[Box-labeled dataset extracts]

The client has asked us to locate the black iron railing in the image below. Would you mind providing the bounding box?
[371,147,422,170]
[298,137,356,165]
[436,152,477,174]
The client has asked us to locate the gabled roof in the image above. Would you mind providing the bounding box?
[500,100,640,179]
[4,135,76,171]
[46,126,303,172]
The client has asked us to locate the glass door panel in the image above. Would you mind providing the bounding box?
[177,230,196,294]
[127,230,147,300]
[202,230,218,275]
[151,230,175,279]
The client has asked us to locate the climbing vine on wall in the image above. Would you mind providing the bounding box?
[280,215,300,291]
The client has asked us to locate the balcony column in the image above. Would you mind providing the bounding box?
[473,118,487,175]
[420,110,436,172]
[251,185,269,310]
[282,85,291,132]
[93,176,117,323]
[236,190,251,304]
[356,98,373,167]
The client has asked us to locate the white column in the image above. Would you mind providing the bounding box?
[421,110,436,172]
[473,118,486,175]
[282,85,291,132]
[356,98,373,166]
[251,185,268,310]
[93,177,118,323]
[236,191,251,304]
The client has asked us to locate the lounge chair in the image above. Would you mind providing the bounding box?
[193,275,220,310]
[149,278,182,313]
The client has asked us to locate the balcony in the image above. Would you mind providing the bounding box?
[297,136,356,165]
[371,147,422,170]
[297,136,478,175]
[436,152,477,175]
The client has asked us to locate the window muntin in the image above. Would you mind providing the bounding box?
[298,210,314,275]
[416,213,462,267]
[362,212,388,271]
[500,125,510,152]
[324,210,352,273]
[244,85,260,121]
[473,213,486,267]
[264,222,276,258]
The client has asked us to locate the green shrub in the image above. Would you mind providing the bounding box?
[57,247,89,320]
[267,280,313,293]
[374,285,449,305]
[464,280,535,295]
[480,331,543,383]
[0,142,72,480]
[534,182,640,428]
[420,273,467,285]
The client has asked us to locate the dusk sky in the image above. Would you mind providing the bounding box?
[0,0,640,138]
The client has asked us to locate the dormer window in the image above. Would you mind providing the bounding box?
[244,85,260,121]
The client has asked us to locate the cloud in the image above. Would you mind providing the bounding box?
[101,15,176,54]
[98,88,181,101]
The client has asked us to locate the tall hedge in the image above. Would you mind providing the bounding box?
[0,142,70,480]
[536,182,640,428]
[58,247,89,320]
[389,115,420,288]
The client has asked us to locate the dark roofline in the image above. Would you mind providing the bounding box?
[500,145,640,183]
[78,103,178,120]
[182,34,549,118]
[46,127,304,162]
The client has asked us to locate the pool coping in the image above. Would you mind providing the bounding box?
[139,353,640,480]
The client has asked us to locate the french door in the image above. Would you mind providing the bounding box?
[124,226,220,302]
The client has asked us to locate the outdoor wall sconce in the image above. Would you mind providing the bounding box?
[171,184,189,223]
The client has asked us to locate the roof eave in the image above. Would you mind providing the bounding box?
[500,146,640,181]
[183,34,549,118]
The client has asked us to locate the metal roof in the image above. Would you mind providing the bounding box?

Exercise aim – Reproduce everything from the first of the rows above down to the line containing "[236,191,251,304]", requests included, and offset each bounding box coordinate in the answers by adding 87.

Result for this task –
The client has asked us to locate the black iron railing in the image below. Would you mind providing the bounding box?
[458,234,509,257]
[385,224,443,252]
[523,239,564,261]
The client has asked us to locate the gabled roof in the image above. Would you mind providing the bounding box?
[587,187,727,266]
[91,222,163,258]
[133,213,390,259]
The client has asked us to locate the glass door panel in the image above. Would you mind providing the bounding box?
[264,317,283,381]
[214,317,234,387]
[289,317,305,362]
[238,317,262,366]
The client has asked us to locate the climbing vine on wall in the image above. Would you mind providing the bounding box?
[367,302,387,378]
The client has asked us to locate the balcony column in the image above. Would you mind providing the bounding box?
[560,205,574,262]
[507,197,523,259]
[338,272,356,397]
[369,172,378,219]
[180,263,204,410]
[323,277,338,391]
[443,185,460,254]
The client has asked us to locate the white column in the image above. Would you mind providing the bounding box?
[508,197,523,259]
[560,205,573,262]
[369,172,378,219]
[443,185,460,253]
[338,272,355,397]
[180,264,205,410]
[323,278,338,391]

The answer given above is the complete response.